------ EXERCISE MATERIALS

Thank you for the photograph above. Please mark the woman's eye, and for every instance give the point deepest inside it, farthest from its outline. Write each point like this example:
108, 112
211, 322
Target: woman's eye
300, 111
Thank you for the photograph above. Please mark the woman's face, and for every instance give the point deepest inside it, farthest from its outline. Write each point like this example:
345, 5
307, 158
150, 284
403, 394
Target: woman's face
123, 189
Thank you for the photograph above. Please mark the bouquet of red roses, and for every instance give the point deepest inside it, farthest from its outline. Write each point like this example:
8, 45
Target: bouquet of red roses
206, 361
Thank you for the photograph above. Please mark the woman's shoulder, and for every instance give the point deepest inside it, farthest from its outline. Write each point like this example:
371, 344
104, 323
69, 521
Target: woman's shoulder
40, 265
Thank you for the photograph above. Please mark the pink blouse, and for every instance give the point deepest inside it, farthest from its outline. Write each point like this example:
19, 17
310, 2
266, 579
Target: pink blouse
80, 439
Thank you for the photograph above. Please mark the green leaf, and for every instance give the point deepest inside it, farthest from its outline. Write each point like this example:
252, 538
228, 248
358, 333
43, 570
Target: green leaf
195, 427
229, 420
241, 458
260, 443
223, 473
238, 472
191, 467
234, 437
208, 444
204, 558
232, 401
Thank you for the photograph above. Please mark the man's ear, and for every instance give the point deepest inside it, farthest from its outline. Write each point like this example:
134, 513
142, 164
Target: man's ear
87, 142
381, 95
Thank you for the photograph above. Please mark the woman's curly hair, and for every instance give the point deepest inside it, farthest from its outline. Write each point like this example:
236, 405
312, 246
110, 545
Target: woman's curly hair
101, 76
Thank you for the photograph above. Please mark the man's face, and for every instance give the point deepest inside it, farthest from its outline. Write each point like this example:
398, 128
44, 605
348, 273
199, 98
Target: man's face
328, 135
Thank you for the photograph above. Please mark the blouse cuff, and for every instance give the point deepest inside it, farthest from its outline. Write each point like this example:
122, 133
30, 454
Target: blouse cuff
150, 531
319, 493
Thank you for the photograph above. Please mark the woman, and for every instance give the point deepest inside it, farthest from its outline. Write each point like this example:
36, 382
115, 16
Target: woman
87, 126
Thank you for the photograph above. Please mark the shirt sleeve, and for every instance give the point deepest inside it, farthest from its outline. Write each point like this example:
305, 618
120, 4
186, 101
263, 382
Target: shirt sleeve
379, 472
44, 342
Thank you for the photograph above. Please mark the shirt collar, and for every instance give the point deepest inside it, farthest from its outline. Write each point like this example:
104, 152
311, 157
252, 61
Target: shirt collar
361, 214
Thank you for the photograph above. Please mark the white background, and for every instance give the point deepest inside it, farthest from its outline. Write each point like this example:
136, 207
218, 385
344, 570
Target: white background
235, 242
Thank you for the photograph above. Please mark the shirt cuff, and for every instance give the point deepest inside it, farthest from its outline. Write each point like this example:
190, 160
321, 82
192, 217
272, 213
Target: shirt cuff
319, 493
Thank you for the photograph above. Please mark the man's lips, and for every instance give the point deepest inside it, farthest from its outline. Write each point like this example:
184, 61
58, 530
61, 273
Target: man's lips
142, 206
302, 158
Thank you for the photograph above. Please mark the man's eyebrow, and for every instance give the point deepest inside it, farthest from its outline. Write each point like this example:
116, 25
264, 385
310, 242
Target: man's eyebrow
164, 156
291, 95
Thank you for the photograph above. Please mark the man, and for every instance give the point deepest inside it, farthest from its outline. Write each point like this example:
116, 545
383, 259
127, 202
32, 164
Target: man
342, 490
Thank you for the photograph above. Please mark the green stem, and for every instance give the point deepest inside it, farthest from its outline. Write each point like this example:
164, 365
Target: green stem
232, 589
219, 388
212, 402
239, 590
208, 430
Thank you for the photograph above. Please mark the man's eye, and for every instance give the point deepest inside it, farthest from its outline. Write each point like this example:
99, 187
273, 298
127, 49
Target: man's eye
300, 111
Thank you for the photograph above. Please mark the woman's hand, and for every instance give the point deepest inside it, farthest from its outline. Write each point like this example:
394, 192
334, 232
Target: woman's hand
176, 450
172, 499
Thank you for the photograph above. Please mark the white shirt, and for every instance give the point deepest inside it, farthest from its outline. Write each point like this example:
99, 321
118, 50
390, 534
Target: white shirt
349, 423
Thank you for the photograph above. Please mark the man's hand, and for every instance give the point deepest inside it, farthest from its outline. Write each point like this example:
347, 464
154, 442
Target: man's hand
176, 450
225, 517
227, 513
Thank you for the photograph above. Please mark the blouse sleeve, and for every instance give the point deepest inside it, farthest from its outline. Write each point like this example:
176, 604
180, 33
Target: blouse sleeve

------------

**ABOUT THIS TASK**
The goal is a faithful transcription of every entry above.

**EXERCISE RESULT**
Thank you for the photograph above. Please mark the woman's eye, and for every instance give the point deepest inside it, farthest from its outline. Write each point like this example:
108, 112
211, 322
Target: woman's eye
300, 111
Thank you for the photograph above. Please mark the woman's face, and for every instance give the point deepest inside it, farthest from its outline. Write each point like this example:
345, 5
307, 158
150, 284
403, 394
Target: woman's face
123, 189
Thank you for the photograph above. Please mark the bouquet of red roses, and for every instance give the point deepest inside it, farthest from its outline. Write each point like this example:
8, 45
Target: bouquet of red roses
206, 361
Thank you for the photograph above. Please mark the woman's shoulder, and for every instance give the point deepest inside it, farthest from its outline. Write each point like this example:
371, 344
104, 323
69, 521
Target: woman's shoulder
40, 265
Thank you for the photograph above. Please mark the pink blouse, and for every instance give the point deepest inside it, farthest from its outline. Write each point like this example:
19, 17
310, 2
266, 579
Target: pink blouse
80, 439
Thank you for the photograph above. Please mark the green leaf, and for every instance give the point deepest inside it, farthest from its outline. Write each point like this example:
252, 538
228, 248
358, 333
43, 570
Target: green leaf
195, 427
229, 420
241, 458
260, 443
223, 473
238, 472
191, 467
234, 437
208, 444
204, 558
232, 401
Thank you for the photograph above. Please mark the man's ear, and for every instance give the point deepest inside it, farthest from its outline. Write each point like this example:
134, 513
142, 164
Target: man's ear
87, 142
381, 95
Thank you for the photograph above. Please mark the woman's curly hair, and for every instance give the point deepest inside it, farthest from its outline. Write each point like this example:
236, 405
312, 246
110, 545
Target: woman's curly hair
101, 76
Thank you for the photograph above. Please mark the man's face, and for every instance give the point deepest inside it, farthest from its outline. Write each point like this example:
398, 128
44, 605
348, 273
199, 98
Target: man's face
328, 135
Thank you for the photograph above. Please mark the blouse cuff, and for every instance give the point deepest inside it, farthest from its outline. Write each point like this example:
122, 133
30, 454
Target: blouse cuff
150, 531
319, 493
Thank you for the photograph above. Please mark the woman, and for every instance give the point deepest inside it, farthest from its outline. Write each point like this example:
36, 382
115, 16
Target: woman
87, 126
Thank you for the photograph above. Please mark the shirt sleeve, and for every instance give the point deepest inside it, farthest from its outline. Write each point like this example:
305, 618
120, 4
186, 101
263, 382
Target: shirt sleeve
379, 472
44, 342
Thank you for the photograph above. Please mark the shirt collar, and for every instance give the point deepest inside it, farthest from its outline. Write each point like this example:
104, 152
311, 157
252, 61
Target: shirt collar
361, 214
Thank you for the photograph above. Please mark the white background, and for every instance give the point deepest inside it, farthest from its outline. Write each point like this example:
136, 207
218, 385
344, 570
Target: white background
235, 242
Thank you for the photograph above. Please mark the shirt cuff, and for every instance give the point deepest inside it, farthest from its outline. Write each point like this example:
190, 160
321, 82
192, 217
272, 213
Target: shirt cuff
319, 493
Thank you for the photograph above. Please mark the man's lips, and for every instance give the point deepest inside it, farthest from its outline. Write each point like this example:
184, 61
58, 530
61, 273
Target: man's lips
142, 206
302, 158
Thank you for the photograph above. Please mark the man's eyebrow, and for every instance give the point deepest inside it, farthest from its outline. Write each point like this example:
116, 25
264, 385
310, 242
Target: man's eyebrow
164, 156
291, 95
Thank you for the photograph above. Please mark the man, and for every instance give the point deepest inside it, farthest from its outline. Write each point like this example:
116, 545
383, 259
127, 202
32, 164
Target: man
342, 490
Thank you for the photograph above. Please mark the green stem, and for every instance give the point deepest inside it, farthest from its outline. Write each point like this example:
164, 365
Target: green stem
232, 589
219, 388
212, 402
239, 590
208, 430
Thank you for the photograph above. Please mark the man's eye, and for every instance give the point deepest inside it, farthest from its outline. Write each point like this example:
99, 187
273, 298
127, 49
Target: man's eye
300, 111
Thank you for the photograph above. Please mark the woman's hand, and for every instance give the point deepest inside it, farthest from its outline. Write each point like this example:
394, 192
334, 232
Target: woman's hand
176, 450
172, 499
Thank you for the photograph above. Please mark the white shirt, and for every instance give the point deepest inside it, farthest from its outline. Write each point like this example:
99, 321
118, 50
390, 534
Target: white shirt
349, 423
Thank you for the photograph above. Please mark the man's hand, and for every instance give the point deepest inside it, farthest from its outline. Write each point like this example:
347, 464
154, 442
Target: man's hand
176, 450
225, 517
227, 513
Thank you for the photograph above. Please mark the blouse sleeve, and for every instance give the point deepest inside it, farthest from its outline. Write each point like this example:
176, 604
180, 33
Target: blouse sleeve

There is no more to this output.